**YOUR INSTRUCTIONS:**
Every line of the listing below should be written out exactly, minus its pictures.
————————
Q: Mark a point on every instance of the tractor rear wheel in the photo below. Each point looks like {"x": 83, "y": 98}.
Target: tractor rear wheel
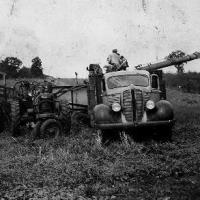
{"x": 36, "y": 131}
{"x": 51, "y": 128}
{"x": 65, "y": 116}
{"x": 15, "y": 118}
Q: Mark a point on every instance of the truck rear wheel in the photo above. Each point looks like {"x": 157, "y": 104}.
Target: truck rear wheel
{"x": 108, "y": 136}
{"x": 164, "y": 134}
{"x": 65, "y": 116}
{"x": 51, "y": 128}
{"x": 80, "y": 118}
{"x": 15, "y": 118}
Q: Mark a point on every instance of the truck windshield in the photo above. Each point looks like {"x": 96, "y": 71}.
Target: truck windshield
————————
**RESULT OF THIS EXERCISE:**
Q: Mark a point on every instance of the tractor rear wheel in the photo below. Each point looks like {"x": 83, "y": 98}.
Target: tractor rear wheel
{"x": 36, "y": 131}
{"x": 51, "y": 128}
{"x": 65, "y": 116}
{"x": 15, "y": 118}
Q: Mark a point on every instance of the truck rear wheel in the photo above. Each point looks like {"x": 157, "y": 104}.
Target: truck rear wheel
{"x": 108, "y": 136}
{"x": 164, "y": 134}
{"x": 65, "y": 116}
{"x": 51, "y": 128}
{"x": 80, "y": 118}
{"x": 15, "y": 118}
Q: Mark a point on every instance of the truck windshield in the photo above. Each point looks like {"x": 96, "y": 71}.
Target: truck windshield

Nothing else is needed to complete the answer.